**WHAT YOU ARE ASKED TO DO**:
Which lines in the material below contain the string "collar"? Return each such line in full.

»»

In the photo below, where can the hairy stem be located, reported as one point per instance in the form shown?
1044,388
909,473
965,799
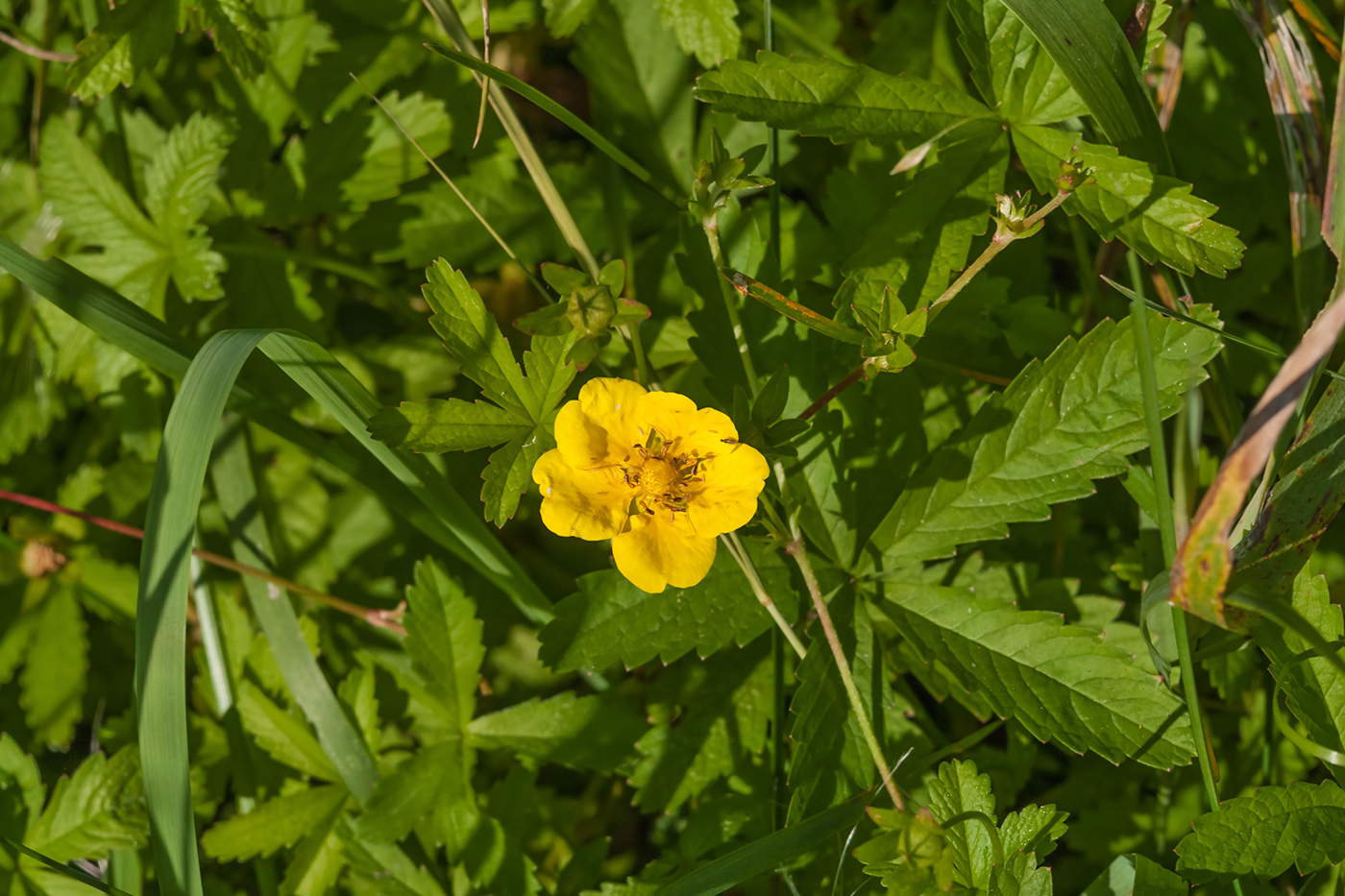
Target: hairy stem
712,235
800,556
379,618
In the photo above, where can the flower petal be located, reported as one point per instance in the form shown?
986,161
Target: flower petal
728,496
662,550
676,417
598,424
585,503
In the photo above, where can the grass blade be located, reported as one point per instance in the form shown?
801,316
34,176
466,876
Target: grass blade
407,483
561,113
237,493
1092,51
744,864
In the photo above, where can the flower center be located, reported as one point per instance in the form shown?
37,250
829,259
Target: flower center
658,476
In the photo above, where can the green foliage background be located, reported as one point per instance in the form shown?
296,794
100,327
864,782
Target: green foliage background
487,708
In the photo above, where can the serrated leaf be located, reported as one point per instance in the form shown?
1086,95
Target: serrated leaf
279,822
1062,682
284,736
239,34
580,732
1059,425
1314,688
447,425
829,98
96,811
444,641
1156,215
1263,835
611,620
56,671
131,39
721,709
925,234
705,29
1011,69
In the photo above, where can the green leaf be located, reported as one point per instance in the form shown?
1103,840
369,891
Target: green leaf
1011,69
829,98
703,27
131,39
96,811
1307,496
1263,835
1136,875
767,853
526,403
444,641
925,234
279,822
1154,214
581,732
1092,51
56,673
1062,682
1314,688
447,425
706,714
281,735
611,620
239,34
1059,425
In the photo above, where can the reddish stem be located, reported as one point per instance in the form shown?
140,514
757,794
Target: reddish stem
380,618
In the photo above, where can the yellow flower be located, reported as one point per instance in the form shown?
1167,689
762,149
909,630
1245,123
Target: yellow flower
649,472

««
»»

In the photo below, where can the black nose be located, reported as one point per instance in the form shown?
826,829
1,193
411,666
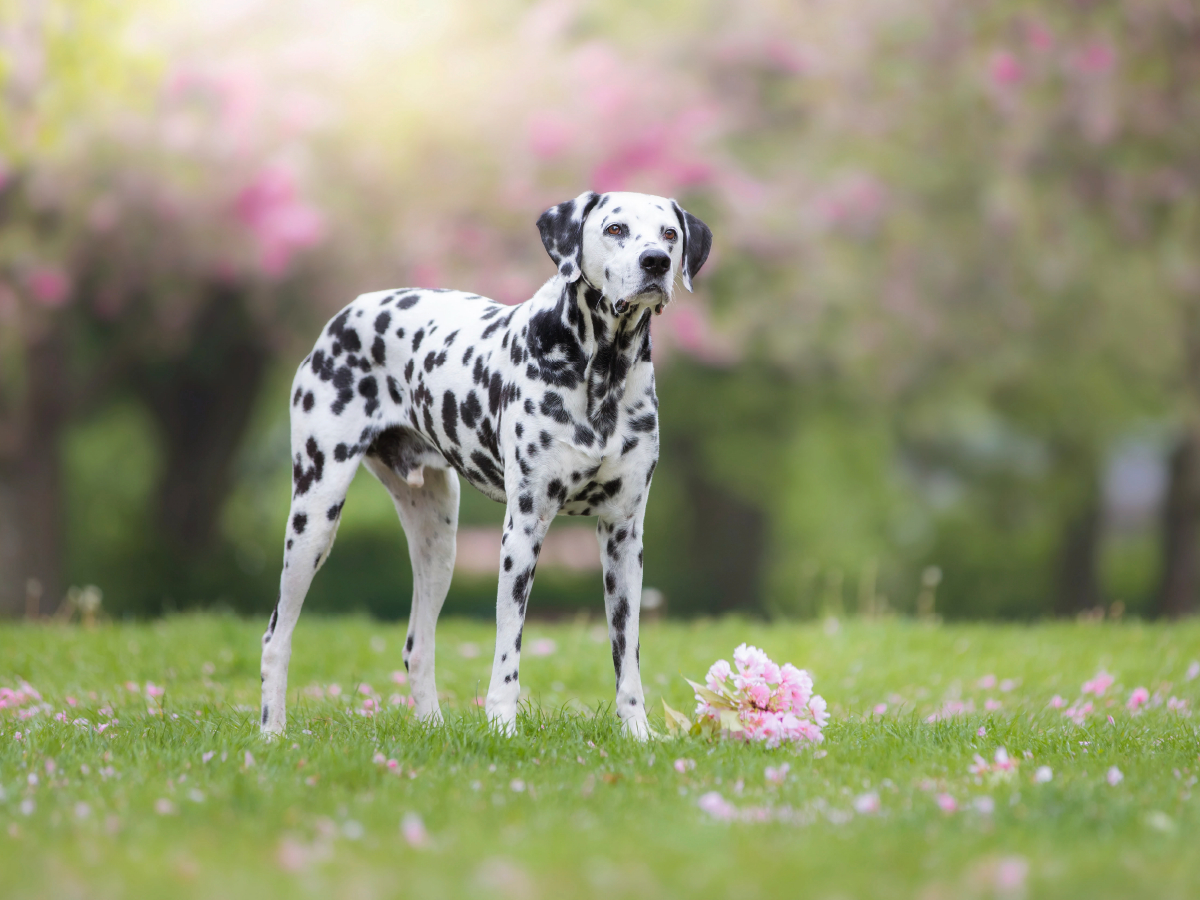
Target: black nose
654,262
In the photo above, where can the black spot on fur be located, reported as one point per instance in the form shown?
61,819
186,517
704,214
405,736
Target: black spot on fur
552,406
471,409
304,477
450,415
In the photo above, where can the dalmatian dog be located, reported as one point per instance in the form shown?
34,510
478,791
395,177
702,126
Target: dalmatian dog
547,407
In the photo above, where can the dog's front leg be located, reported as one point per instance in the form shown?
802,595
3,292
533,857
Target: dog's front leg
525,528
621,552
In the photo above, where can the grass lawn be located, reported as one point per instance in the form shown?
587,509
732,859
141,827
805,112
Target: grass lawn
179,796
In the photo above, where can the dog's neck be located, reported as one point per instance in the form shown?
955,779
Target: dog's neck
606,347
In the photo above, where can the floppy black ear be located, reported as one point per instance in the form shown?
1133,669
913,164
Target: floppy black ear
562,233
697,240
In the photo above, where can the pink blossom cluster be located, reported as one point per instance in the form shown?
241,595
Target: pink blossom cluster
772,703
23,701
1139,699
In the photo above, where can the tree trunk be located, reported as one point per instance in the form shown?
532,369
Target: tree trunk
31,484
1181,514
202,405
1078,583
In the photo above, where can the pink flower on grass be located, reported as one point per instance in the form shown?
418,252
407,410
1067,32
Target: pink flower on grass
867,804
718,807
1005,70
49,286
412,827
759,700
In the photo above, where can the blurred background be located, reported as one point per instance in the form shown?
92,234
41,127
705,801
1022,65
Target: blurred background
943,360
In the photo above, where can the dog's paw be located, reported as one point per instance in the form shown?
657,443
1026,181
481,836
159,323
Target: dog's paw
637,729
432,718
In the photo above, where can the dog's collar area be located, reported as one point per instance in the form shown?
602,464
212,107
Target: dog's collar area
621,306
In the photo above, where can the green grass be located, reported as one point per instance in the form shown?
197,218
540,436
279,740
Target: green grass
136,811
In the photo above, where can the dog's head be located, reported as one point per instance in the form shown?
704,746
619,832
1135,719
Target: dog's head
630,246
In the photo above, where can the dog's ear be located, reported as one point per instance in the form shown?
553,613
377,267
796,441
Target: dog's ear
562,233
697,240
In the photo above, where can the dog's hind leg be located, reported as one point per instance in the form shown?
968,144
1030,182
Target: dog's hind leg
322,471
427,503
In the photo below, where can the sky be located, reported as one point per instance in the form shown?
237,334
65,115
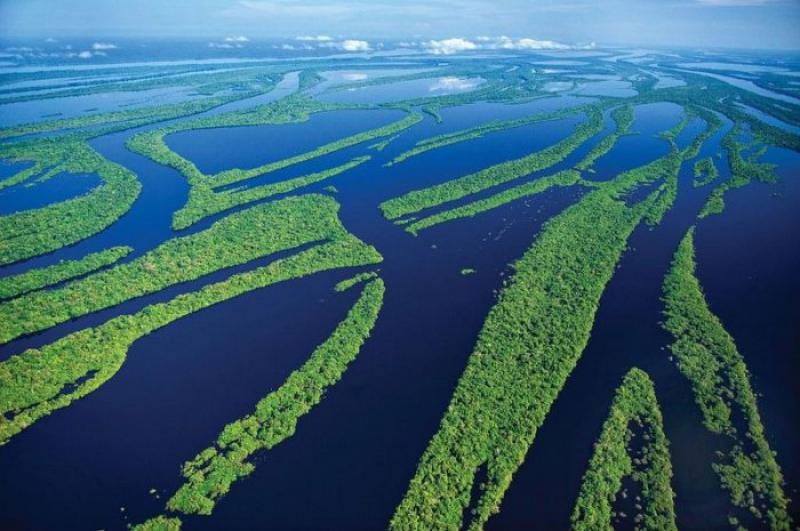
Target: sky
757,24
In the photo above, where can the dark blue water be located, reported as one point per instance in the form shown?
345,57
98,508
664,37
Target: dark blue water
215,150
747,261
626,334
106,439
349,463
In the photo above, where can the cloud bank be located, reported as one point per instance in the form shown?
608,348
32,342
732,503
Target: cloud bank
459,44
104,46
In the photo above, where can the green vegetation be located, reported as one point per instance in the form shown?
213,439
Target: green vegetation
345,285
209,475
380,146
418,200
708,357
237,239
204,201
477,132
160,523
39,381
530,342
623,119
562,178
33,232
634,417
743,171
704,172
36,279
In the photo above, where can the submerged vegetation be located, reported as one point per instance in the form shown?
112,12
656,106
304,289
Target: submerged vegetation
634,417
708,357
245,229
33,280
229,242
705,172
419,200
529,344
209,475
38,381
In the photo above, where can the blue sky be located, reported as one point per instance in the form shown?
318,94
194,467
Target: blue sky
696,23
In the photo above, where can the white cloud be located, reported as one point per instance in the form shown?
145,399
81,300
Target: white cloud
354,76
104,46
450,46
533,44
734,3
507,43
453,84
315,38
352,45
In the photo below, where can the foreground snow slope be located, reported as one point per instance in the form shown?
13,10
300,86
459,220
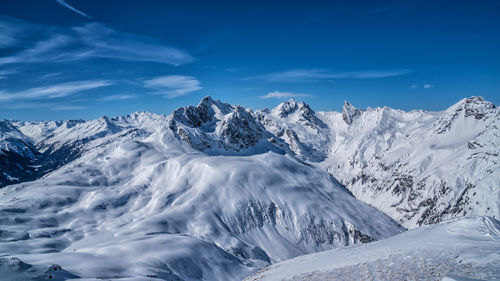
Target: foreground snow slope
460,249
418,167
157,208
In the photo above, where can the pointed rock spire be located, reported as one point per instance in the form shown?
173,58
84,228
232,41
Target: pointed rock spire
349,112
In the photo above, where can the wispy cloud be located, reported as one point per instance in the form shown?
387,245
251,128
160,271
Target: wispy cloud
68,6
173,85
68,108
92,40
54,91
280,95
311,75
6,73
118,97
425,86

««

**REPLY**:
In the photo above, where can the dog's collar area be located, reported as one point per instance in the form shown?
Target: dog's collar area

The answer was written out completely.